▸ EXERCISE BRIEF: Update the listing below by replacing "pixel coordinates" with "pixel positions" everywhere it appears. Leave everything else unchanged.

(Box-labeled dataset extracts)
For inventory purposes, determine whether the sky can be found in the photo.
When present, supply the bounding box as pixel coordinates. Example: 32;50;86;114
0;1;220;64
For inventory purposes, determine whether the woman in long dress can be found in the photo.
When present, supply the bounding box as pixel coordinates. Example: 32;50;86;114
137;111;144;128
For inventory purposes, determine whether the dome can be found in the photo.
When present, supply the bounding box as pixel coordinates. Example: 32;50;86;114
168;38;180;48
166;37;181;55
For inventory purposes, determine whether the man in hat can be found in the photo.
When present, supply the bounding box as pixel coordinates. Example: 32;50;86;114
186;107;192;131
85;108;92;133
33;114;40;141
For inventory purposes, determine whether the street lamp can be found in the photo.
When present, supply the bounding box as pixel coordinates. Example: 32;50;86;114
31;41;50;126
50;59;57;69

▸ RESULT OF THIS EXERCISE:
For inventory purposes, determine whether the sky can be found in the photo.
When present, supply the bounding box as pixel positions. Example: 32;50;86;114
0;1;220;64
For inventory purposes, determine whether the woman in long dress can be found in the photo.
When present, supply the bounding box as pixel positions. Example: 32;50;86;114
137;111;144;128
For inventory purposes, determine whether the dome can be found in the photo.
When present, supply the bounding box as pixel positions. Example: 32;50;86;114
168;38;180;48
166;37;181;55
For inventory purposes, determine whether the man in hat can be found in the photo.
When present, supply the bounding box as pixel positions. Example: 32;50;86;114
186;107;192;131
85;108;92;133
33;114;40;141
For inventory purposes, determine whether the street lamp can be found in the photo.
When present, supply the bounding box as pixel positions. Example: 32;50;86;114
31;41;50;126
50;59;57;69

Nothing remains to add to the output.